How many lines in the items below contain the string "detect"? Case counts. Reply with the number alone.

# Start of Excerpted data

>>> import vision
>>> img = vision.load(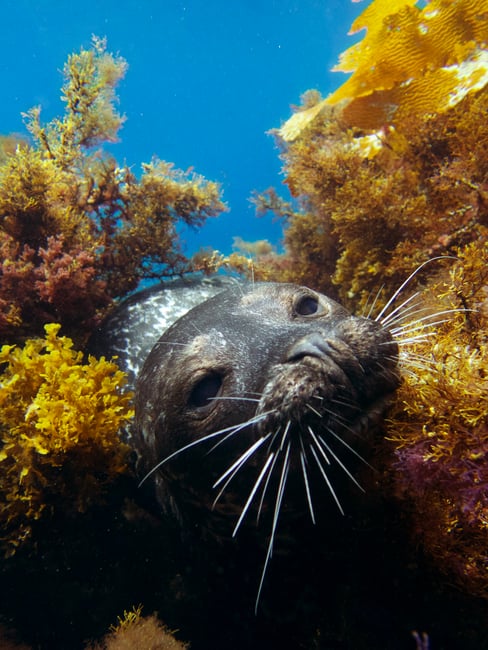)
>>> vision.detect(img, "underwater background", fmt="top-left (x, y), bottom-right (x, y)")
top-left (0, 0), bottom-right (361, 253)
top-left (0, 0), bottom-right (488, 650)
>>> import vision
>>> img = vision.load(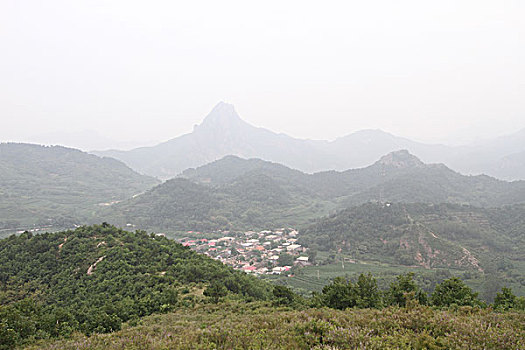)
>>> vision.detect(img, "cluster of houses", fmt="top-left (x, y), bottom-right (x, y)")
top-left (179, 228), bottom-right (310, 275)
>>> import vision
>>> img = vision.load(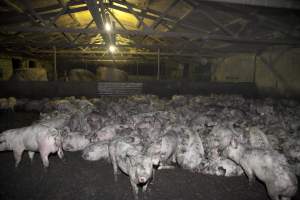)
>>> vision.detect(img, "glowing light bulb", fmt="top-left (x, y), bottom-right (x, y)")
top-left (104, 22), bottom-right (111, 32)
top-left (108, 45), bottom-right (117, 53)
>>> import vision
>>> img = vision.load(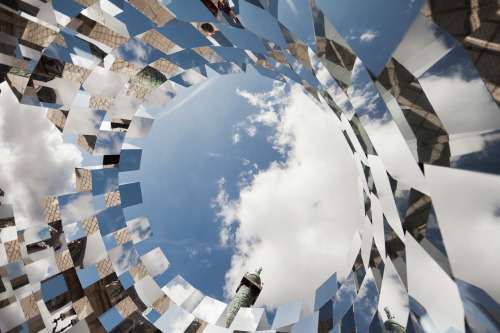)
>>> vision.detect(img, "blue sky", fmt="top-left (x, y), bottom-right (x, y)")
top-left (120, 69), bottom-right (282, 299)
top-left (4, 0), bottom-right (498, 327)
top-left (98, 0), bottom-right (430, 316)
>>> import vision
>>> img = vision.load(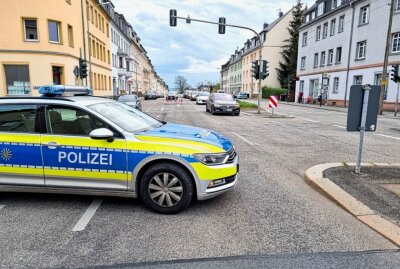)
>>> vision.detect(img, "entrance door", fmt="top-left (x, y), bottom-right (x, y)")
top-left (53, 66), bottom-right (62, 85)
top-left (42, 105), bottom-right (127, 190)
top-left (0, 104), bottom-right (44, 186)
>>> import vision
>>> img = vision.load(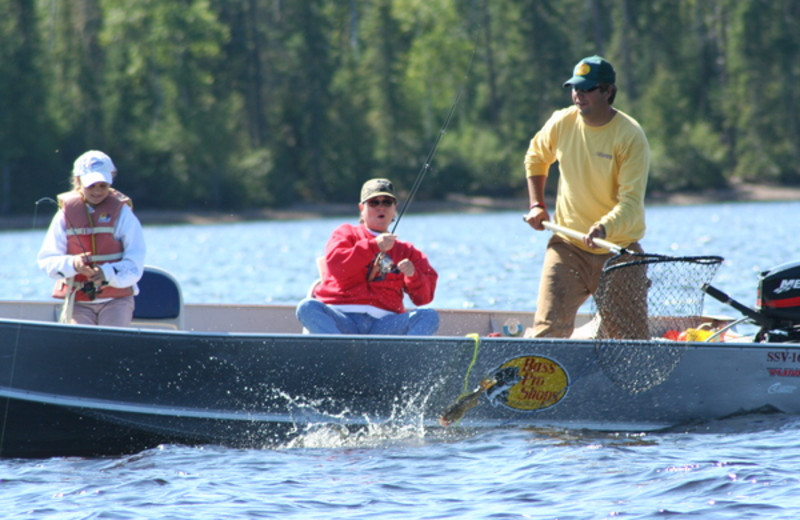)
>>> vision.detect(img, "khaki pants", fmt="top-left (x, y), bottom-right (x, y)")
top-left (72, 296), bottom-right (134, 327)
top-left (533, 236), bottom-right (647, 338)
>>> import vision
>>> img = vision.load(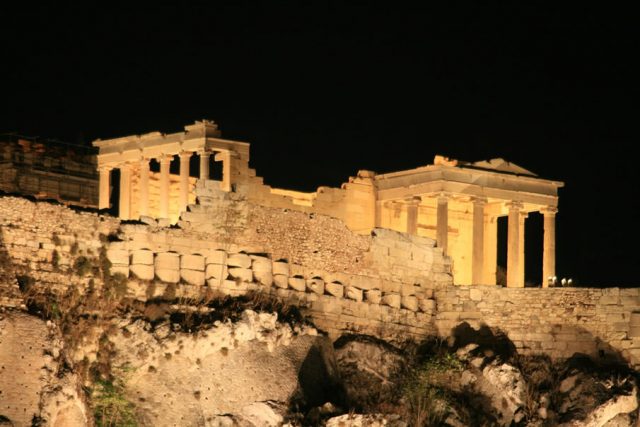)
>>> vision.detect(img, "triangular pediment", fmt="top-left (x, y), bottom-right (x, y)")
top-left (471, 158), bottom-right (537, 176)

# End of Excerpted data

■ **Task answer**: 7